▸ **What needs to be done**: Copy the lines from the one containing "# test: pin the cloudy" through the last line of the entries, including both ends, without changing anything.

(Dataset rows)
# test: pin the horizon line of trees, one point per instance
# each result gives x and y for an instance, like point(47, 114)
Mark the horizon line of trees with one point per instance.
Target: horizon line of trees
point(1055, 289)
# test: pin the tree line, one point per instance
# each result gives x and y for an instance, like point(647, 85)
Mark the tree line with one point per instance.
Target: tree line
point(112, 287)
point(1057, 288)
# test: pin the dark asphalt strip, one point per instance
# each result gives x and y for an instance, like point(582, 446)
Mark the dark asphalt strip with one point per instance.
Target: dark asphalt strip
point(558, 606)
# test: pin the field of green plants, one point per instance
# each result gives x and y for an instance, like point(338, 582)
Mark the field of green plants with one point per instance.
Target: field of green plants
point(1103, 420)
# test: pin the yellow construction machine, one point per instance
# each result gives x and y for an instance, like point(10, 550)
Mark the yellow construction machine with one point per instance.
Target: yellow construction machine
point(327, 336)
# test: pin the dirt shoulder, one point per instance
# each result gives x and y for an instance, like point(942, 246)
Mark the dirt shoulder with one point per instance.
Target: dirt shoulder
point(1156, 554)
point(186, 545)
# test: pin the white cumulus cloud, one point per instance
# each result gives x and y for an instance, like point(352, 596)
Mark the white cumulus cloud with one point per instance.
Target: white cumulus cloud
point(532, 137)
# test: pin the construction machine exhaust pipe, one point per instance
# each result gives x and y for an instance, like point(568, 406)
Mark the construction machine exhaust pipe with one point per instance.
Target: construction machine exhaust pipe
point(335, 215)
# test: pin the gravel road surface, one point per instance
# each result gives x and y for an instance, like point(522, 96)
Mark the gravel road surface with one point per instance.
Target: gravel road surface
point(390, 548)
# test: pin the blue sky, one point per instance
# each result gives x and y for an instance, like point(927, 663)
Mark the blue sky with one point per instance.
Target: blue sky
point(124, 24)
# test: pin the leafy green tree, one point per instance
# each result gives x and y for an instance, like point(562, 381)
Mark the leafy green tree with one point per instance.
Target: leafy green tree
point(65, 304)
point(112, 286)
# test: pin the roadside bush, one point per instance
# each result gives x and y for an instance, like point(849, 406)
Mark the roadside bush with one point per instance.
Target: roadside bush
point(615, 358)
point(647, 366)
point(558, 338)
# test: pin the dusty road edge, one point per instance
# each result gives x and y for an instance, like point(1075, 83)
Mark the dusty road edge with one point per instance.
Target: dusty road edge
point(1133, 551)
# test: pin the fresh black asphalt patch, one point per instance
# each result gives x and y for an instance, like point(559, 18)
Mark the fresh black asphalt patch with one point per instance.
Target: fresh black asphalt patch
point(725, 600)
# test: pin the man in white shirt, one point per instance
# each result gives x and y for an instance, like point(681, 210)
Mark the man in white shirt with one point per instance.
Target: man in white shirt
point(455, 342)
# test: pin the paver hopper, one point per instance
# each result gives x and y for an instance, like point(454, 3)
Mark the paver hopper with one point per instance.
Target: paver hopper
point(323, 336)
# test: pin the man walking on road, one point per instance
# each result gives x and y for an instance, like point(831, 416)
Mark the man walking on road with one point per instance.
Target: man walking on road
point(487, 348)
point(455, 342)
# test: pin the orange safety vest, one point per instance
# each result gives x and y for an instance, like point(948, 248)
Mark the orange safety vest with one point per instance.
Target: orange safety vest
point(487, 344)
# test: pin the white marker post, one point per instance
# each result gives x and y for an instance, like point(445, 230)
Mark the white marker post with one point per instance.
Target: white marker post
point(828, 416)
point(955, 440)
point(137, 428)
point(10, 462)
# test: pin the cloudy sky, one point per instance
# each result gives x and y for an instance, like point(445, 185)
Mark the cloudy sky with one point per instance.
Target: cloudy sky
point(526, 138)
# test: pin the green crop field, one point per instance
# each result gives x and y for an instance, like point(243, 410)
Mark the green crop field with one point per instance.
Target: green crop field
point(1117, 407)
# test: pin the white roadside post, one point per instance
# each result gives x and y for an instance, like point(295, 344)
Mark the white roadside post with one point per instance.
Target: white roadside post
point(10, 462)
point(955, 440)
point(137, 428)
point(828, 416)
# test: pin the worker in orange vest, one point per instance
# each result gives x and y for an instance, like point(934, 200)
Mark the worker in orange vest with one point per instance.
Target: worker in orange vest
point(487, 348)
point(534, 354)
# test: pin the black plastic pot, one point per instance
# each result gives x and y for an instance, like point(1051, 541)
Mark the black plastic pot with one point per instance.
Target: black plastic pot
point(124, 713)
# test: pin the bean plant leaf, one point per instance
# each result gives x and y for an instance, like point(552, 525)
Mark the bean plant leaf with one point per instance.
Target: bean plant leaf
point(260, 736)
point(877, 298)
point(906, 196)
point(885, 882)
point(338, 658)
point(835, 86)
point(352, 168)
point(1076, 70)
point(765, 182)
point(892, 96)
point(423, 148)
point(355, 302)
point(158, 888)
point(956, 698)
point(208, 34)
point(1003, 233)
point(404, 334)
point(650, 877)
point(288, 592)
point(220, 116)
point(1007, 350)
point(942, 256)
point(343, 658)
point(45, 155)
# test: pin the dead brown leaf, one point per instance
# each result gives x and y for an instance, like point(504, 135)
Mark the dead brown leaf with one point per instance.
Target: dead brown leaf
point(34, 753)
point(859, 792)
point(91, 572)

▸ **Solution to this problem**:
# test: pin the cloudy sky, one point per instance
# each result gives x and y for an instance, like point(445, 185)
Mark the cloudy sky with one point per instance.
Target: cloudy sky
point(526, 138)
# test: pin the green crop field, one point per instance
# each result gives x and y for an instance, like point(243, 410)
Mark the green crop field with one point per instance.
Target: green crop field
point(1117, 407)
# test: pin the white roadside post, one point per instance
# each result gives x and y for an instance, like point(295, 344)
Mark the white roadside post with one point per instance.
Target: white roadside post
point(10, 462)
point(955, 440)
point(137, 428)
point(828, 416)
# test: pin the worker in orange vest, one point per instance
# each result gives x and y for an instance, like point(934, 200)
Mark the worker in orange vest with one point per instance.
Target: worker in orange vest
point(487, 348)
point(534, 354)
# test: pin the black plastic pot, one point per instance
# each result gives x and y for an instance, like point(1051, 541)
Mark the black plastic pot with one point per instance.
Target: black plastic pot
point(124, 713)
# test: pin the bean plant leaf, one point per instance
# each result gives x and y for an instance, like point(552, 525)
Mark the bean plant leaf with one point per instance.
Target: bean plant leaf
point(260, 736)
point(877, 298)
point(906, 196)
point(885, 882)
point(338, 658)
point(835, 86)
point(352, 168)
point(1076, 70)
point(765, 182)
point(892, 96)
point(423, 148)
point(355, 302)
point(158, 888)
point(956, 698)
point(208, 34)
point(1003, 233)
point(404, 334)
point(650, 877)
point(288, 592)
point(220, 116)
point(1007, 350)
point(942, 256)
point(343, 658)
point(45, 155)
# test: pin the dead brown leaf, one point per instance
# each result gives x and y for an instance, like point(504, 135)
Mark the dead brown leaf with one point per instance.
Target: dead brown leaf
point(34, 753)
point(859, 792)
point(91, 572)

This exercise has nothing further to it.